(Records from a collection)
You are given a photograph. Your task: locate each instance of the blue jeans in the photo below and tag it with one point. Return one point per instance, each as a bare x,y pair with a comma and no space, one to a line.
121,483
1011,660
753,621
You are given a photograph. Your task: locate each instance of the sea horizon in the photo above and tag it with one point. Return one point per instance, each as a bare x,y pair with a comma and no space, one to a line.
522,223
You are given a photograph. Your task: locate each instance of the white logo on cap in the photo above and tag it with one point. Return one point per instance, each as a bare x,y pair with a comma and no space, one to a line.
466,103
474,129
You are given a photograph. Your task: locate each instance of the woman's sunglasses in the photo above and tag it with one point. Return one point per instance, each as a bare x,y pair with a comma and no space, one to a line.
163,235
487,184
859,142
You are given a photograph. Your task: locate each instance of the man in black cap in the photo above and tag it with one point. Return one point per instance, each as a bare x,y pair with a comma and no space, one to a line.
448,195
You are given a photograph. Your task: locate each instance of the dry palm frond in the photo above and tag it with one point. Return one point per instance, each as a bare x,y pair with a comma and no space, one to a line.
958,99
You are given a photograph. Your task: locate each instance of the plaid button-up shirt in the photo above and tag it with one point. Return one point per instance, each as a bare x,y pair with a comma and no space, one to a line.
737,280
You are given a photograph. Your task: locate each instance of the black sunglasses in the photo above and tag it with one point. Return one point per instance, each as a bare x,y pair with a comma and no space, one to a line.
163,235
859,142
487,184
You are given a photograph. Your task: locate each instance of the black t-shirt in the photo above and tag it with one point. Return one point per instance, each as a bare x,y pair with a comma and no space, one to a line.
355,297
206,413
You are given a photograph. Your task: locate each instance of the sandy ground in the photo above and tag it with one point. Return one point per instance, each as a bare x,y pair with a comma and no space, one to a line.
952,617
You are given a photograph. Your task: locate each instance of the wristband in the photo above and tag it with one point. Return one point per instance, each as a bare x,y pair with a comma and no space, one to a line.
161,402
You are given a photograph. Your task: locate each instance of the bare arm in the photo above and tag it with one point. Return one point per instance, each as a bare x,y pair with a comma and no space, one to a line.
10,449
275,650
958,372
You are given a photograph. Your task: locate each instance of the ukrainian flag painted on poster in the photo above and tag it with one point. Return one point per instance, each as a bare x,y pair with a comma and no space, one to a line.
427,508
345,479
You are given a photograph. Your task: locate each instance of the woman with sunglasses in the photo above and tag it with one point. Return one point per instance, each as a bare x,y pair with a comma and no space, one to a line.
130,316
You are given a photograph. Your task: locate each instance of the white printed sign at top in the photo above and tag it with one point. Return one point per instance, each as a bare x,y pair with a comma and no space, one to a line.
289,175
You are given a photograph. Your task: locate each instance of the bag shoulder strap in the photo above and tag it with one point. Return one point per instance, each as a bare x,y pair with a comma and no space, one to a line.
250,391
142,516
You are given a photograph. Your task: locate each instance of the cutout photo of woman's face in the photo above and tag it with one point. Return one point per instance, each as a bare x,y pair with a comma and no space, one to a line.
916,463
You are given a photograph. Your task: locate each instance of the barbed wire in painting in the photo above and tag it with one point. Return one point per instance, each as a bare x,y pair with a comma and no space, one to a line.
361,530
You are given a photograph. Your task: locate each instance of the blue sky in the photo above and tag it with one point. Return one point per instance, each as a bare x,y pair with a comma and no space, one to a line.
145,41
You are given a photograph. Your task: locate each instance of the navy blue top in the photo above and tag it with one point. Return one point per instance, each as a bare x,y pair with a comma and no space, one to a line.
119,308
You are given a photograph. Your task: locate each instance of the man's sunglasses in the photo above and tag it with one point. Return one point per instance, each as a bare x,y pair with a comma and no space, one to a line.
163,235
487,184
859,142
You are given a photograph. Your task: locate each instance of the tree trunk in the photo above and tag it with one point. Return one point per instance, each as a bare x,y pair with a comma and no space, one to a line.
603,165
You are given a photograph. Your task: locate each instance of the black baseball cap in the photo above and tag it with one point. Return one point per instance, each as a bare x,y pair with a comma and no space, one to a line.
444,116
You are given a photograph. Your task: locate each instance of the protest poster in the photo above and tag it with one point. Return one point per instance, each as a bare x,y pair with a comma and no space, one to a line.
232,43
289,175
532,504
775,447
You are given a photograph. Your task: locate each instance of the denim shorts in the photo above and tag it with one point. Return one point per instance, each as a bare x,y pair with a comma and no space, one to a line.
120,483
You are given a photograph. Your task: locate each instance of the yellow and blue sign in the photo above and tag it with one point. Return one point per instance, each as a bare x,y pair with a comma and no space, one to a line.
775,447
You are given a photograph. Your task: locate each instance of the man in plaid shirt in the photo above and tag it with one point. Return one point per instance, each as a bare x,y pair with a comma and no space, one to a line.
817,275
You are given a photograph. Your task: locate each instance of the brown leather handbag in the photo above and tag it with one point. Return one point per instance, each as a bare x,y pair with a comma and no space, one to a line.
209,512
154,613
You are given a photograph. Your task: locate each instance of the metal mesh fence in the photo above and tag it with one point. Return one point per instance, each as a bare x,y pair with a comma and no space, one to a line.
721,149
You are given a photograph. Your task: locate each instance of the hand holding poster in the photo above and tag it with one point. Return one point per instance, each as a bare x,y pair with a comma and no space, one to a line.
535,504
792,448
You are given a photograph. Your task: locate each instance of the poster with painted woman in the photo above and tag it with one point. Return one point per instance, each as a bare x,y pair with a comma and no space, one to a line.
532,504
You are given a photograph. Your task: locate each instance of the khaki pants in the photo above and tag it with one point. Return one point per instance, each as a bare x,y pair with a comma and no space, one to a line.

Work to complete
Repeat all the entries word for word.

Answer for the task
You are given a photograph. Your task: locate each instance of the blue jeans in the photo below and tag it with one point. Return one point per instance, each as a bare x,y pair with a comma and no space, one to a line.
121,483
1011,660
753,621
You are given a photograph. Your task: locate each instance of the sea horizon in the photo above and tag it with one point. Return one point per instance, each as a bare x,y pair with a comma and no space, one to a line.
522,223
You are given a photograph. Your task: locate each instance of the white logo on cap in the photo above and tag it with one point. Return one point per instance, each as a bare x,y pair with a comma and no space, one to a line.
466,103
474,129
You are given a photograph. Your task: locate each instance of the woman's sunglasses in the photo above and tag it with one point. Return one point per instance, each as a bare x,y pair with a comma and no space, one to a line.
163,235
487,184
859,142
You are given a photograph. Your task: locate each instance of the man in black cap in the photo above and tag it with one point. Return one point per instance, each as a bare x,y pair with a comma and no space, one to a line.
448,195
You are given a photograph. Your task: locate each instance of the dry palm frond in the photo above and tag it with one point. Return one point per instance, each as a bare x,y pair with a comma and no space, one to a line.
958,99
You are given a photograph. Your task: locate each instance of the plaid button-up shirt in the photo above and tag it with one point. Return one point per instance, each as a bare x,y pair with a comma and no space, one to a line.
737,280
You are given a photograph. Your task: locate each instance of the black sunglasses in the photo above and tag it with one point. Return one point per instance, each as a bare x,y pair with a comma and no space, one to a line.
163,235
859,142
487,184
You are given a photograph. Your task: locate each instance of the black t-shirt in the photo above and tag it with one point. Return one point per instance, each as a bare x,y pair with a comma and no space, one to a line.
355,297
206,413
You are given a photograph. Your task: locate each instance of the sandy ground in the photo above and tag it with one point. Return one point per instance, each as a bare x,y pair with a comma and no space, one to a line.
952,617
You are given a photograph. Your task: locate each instance of the wristband in the photo above and tag it with one point. Return one point per instance, each as a bare x,y pair with a comma and no space, one to a line.
161,402
You are given a photograph. Your task: locate each instance of the bare arm in the photo above and tag it with one point. Return one point per instance, each as a bare x,y pair with a comma and no space, one to a line.
10,449
275,650
958,372
You are given a photograph. Your task: locate each instance of the ukrainian flag painted on poster in the photo above and tag it with one point. Return one point per instance, each as a bare x,y pair with a comma and no space, one to a line.
427,508
345,479
You are given a photograph. Your task: locate each instance of the woman with sunglasses in the photo above and tag it with one point. Return one point per instance, each as a bare x,y pair with a comma and no space, one to a line.
130,316
You are given a photograph. Your task: locate each instance of the white printed sign at top in the photo above and tag it with one point. Return one point per instance, each as a bare x,y pair with a comma and no space, one to a line.
289,175
You are given a photograph. Your task: locate each instance of the bag shoulder strap in the photo above and tag it with one point. Return one point per instance, each as a bare x,y pair with a comma and no space, one to a line.
250,391
142,516
You are given a photograph. Your task: locate each instance of the cutout photo of woman's face in the photo above and tag it with one point. Return one point per instance, each as a bare x,y pair with a comma and no space, one to a line.
916,463
You are given a photograph. Your task: locate each instance of the barbed wire in painting in the photo above and tag it with one point. Return one point per instance, each as a bare x,y pair with a comma and no space, one to a line.
361,530
You are given a photograph. Your task: locate each instance of the blue sky in the photo above and tag it with one point. Return one point per instance, each as a bare x,y pair with a comma and no space, one to a line.
145,41
You are given a photograph. Your task: locate each instance of the navy blue top in the photo above and tag it with one point. Return one point per instance, each as a bare x,y pair with a comma and no space, one to a line.
119,308
You are given a photograph. Your task: locate each instance of the man's sunglasses in the photo above and tag it with one point. Return one point per instance, each as a bare x,y pair with a comma and no space, one to a line.
163,235
487,184
859,142
You are given a photograph. Your task: locate each instance of the tree trunk in the photo above and tag it with one point. Return one point per instance, each as a bare x,y pair with a comma and no space, one to a line.
603,165
You are given a photograph. Your task: locate each instance of the black baseball cap in the photo above and tag it with one point. Return one point per instance, each as a bare x,y pair with a comma and no space, one to a line.
444,116
You are given a photograph. Your task: locate each instance of the protest poster in the photo above and tag it with one point. Return one point per instance, each as a bare x,y pair with a comma and no space, one to a line.
232,43
289,175
532,504
775,447
You are given a photograph. Your task: locate each instance of the denim shorts in the photo above and tag it with one point. Return one point per instance, each as a bare x,y pair with a comma and no space, one to a line.
120,483
You are given a photograph. Your task: locate each instance of the yellow and blue sign in the photo above and tag it with one point. Return one point per instance, each as a bare x,y pair with a comma and no space, one to a line.
775,447
You are given a photograph. Your task: locate each instance of the man in plaid shirt in the photo above and tag it with one point. Return one point per instance, each as a bare x,y pair with a comma and no space, one to a line.
817,275
You are given a photograph. Your task: locate each instance of the brown leather handbag in the photo above and tag it with one point. Return one point per instance, each as a bare x,y pair with a comma and no space, one to a line.
209,512
154,613
You are given a photograph. Your task: locate each instance of the metal mesh fence in the photo above and tag it with one point. Return one point per instance, each as a bare x,y pair with a comma and no space, one to a line.
721,149
You are given a photograph. Your task: locate each instance of the hand holding poster in the photo above and tag it with one point. Return one point per instance, each as a bare x,y pair with a comma and no space, one to a line.
535,504
792,448
You are given a photograph. Your task: locate each instance of the poster with painted woman in the photo above and tag it with one point. Return one point per instance, each as a bare x,y pair with a comma and no space, one to a line.
532,504
You are given a photograph. Your task: locate each instance of the khaki pants in the photo above and tag it with one point. Return one point per instance, each as a bare x,y pair with a comma and no space, one to a line.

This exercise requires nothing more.